**WHAT IS REQUIRED**
Only the lines from the one containing "positive clicks: (595, 542)" to the end of the records should be given again, word for word and in full.

*** DATA FOR THIS EXERCISE Section Begins ***

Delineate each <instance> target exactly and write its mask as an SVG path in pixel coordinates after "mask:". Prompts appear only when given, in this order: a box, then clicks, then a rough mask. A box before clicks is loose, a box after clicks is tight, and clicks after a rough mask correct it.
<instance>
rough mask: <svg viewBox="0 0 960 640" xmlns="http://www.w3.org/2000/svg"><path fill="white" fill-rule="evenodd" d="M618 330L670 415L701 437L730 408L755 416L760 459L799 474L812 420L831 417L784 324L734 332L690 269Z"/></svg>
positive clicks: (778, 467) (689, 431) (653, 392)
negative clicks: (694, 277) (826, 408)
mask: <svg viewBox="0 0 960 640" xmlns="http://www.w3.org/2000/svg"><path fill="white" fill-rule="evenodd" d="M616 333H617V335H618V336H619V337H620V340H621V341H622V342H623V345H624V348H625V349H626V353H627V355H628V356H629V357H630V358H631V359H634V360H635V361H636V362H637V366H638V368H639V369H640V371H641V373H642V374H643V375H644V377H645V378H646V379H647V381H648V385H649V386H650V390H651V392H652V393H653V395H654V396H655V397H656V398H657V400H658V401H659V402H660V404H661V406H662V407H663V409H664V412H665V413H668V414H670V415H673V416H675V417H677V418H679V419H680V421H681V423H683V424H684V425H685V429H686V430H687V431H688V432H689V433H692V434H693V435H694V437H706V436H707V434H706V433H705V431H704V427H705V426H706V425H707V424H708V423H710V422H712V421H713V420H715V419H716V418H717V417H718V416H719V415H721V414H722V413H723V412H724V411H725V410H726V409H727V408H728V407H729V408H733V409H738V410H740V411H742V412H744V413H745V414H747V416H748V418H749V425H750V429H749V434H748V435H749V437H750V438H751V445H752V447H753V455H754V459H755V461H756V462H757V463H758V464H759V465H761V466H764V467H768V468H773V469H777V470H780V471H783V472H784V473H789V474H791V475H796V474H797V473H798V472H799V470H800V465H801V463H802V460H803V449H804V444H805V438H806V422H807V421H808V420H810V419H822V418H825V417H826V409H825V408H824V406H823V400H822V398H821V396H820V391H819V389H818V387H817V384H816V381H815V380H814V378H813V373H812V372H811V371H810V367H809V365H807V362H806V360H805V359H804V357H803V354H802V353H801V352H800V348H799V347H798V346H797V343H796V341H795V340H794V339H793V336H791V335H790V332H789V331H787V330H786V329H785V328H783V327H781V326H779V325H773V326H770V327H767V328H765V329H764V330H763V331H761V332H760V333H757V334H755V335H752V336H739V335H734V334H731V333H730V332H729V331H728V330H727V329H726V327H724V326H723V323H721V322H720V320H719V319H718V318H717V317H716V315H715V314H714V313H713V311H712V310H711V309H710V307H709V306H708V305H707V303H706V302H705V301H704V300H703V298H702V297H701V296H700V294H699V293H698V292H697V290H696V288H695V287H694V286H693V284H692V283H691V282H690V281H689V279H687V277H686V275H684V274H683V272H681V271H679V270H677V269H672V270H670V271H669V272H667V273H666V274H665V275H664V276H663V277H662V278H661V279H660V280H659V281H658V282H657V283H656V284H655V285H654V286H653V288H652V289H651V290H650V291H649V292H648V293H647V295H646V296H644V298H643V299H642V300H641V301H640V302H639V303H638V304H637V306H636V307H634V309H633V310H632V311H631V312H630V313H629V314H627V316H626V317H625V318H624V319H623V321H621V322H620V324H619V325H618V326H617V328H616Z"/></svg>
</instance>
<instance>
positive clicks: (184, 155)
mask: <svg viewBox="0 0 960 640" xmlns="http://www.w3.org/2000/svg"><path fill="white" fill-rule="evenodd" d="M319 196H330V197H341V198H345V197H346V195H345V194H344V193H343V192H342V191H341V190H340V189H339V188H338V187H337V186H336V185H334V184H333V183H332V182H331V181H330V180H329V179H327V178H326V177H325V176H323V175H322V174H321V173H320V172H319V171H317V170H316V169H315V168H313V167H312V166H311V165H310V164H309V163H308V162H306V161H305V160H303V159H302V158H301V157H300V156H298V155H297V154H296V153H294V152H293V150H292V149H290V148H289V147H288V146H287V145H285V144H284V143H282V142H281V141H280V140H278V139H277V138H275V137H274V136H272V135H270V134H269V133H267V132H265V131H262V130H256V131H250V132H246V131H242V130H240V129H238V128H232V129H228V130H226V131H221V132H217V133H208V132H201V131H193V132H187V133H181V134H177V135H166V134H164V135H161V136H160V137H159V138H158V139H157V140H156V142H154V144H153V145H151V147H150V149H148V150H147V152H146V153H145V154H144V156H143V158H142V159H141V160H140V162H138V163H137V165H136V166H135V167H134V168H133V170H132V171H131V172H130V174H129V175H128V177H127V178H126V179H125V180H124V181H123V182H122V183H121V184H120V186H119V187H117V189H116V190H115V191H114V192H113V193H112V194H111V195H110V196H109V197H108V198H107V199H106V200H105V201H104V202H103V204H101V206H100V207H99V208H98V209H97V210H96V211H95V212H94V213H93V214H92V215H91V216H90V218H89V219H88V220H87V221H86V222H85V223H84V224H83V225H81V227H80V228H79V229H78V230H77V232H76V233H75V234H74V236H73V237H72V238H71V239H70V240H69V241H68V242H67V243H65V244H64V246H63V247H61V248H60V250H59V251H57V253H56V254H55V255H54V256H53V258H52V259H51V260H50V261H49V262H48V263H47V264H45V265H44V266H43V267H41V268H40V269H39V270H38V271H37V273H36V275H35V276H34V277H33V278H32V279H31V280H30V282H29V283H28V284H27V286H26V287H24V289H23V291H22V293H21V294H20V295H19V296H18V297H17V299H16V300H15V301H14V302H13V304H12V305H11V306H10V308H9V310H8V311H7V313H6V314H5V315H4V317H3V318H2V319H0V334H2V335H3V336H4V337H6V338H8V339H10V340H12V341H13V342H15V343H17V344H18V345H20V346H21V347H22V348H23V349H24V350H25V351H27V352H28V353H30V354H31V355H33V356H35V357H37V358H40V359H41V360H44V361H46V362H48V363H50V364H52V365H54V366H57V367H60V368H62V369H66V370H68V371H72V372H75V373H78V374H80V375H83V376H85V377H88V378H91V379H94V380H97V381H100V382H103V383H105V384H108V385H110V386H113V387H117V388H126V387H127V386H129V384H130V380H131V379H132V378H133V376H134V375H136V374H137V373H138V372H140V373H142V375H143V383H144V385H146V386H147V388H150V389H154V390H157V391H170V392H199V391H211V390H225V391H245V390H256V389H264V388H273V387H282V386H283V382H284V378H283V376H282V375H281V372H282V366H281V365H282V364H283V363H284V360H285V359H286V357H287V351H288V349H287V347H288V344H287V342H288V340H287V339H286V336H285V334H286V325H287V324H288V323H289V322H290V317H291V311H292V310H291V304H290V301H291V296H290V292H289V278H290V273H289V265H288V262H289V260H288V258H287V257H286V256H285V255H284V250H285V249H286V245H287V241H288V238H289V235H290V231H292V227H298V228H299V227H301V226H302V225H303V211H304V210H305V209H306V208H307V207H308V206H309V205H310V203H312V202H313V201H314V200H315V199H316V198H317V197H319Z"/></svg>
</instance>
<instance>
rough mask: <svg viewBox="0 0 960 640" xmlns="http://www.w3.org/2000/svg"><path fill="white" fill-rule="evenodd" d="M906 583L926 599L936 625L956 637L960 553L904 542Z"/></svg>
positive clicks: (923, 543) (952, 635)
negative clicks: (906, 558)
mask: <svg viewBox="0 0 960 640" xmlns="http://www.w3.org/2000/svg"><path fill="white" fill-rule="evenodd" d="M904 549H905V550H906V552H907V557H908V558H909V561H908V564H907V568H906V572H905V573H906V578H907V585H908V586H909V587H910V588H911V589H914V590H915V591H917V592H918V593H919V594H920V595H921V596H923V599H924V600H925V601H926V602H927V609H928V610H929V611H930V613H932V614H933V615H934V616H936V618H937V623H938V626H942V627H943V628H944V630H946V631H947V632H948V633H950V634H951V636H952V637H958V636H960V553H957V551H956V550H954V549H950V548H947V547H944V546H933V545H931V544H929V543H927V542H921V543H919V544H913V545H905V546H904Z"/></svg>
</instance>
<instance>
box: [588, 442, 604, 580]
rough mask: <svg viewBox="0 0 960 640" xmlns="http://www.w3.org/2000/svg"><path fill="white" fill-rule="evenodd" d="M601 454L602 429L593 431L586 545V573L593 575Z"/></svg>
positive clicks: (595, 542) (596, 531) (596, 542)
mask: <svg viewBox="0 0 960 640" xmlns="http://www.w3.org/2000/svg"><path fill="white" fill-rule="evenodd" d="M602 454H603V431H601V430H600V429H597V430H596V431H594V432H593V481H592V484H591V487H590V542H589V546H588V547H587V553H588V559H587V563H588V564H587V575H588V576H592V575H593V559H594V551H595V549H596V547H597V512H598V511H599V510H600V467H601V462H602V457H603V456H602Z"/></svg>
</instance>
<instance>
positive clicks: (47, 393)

*** DATA FOR THIS EXERCISE Section Ends ***

**TASK RESPONSE**
positive clicks: (595, 542) (596, 531) (596, 542)
mask: <svg viewBox="0 0 960 640" xmlns="http://www.w3.org/2000/svg"><path fill="white" fill-rule="evenodd" d="M602 454H603V431H601V430H600V429H597V430H596V431H594V432H593V481H592V484H591V487H590V542H589V546H588V547H587V553H588V559H587V563H588V564H587V575H588V576H592V575H593V559H594V551H595V549H596V547H597V512H598V511H599V510H600V467H601V462H602V457H603V456H602Z"/></svg>
</instance>
<instance>
positive clicks: (47, 393)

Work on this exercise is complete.